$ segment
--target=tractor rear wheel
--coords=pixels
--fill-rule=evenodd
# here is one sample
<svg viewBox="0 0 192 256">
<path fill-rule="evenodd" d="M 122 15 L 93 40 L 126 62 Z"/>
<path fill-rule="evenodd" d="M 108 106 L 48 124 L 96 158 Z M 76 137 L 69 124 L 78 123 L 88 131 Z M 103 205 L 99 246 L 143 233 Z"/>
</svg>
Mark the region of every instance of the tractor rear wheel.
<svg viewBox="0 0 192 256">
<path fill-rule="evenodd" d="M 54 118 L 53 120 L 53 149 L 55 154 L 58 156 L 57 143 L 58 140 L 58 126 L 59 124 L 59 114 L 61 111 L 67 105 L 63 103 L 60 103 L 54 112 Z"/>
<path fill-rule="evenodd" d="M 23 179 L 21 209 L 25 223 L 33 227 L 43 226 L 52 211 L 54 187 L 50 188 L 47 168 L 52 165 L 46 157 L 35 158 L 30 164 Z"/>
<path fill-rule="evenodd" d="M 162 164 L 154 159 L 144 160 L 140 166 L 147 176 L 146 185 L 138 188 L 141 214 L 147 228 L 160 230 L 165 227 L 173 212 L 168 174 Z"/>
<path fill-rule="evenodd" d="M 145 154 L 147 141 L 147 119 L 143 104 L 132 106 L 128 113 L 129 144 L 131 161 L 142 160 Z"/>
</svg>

==

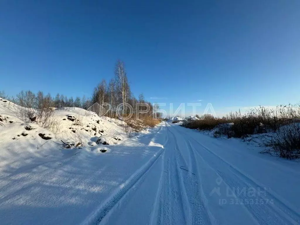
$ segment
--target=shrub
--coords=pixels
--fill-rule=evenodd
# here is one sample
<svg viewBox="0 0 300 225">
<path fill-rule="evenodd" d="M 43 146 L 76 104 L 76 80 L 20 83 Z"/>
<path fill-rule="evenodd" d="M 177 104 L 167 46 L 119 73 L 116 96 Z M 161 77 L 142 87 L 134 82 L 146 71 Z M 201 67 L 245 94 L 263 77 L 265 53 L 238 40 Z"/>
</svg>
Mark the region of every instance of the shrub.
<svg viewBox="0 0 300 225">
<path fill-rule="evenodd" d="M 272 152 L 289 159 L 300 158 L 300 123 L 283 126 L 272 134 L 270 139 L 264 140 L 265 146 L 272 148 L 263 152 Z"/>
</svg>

---

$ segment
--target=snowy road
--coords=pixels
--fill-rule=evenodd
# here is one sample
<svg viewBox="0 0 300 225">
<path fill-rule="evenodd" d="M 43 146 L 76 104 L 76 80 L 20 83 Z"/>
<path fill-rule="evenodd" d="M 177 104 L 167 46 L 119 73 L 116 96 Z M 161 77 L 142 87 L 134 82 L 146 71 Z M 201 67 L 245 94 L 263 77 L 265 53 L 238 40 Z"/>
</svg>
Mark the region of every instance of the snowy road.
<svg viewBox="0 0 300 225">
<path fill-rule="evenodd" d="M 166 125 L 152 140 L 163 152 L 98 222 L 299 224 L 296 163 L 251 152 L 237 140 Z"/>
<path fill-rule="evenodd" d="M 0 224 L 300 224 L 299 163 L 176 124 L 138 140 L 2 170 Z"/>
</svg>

## Exercise
Count the lines in the rows above that contain the string "region", treating uppercase and lowercase as different. Reply with the number only.

## Final result
3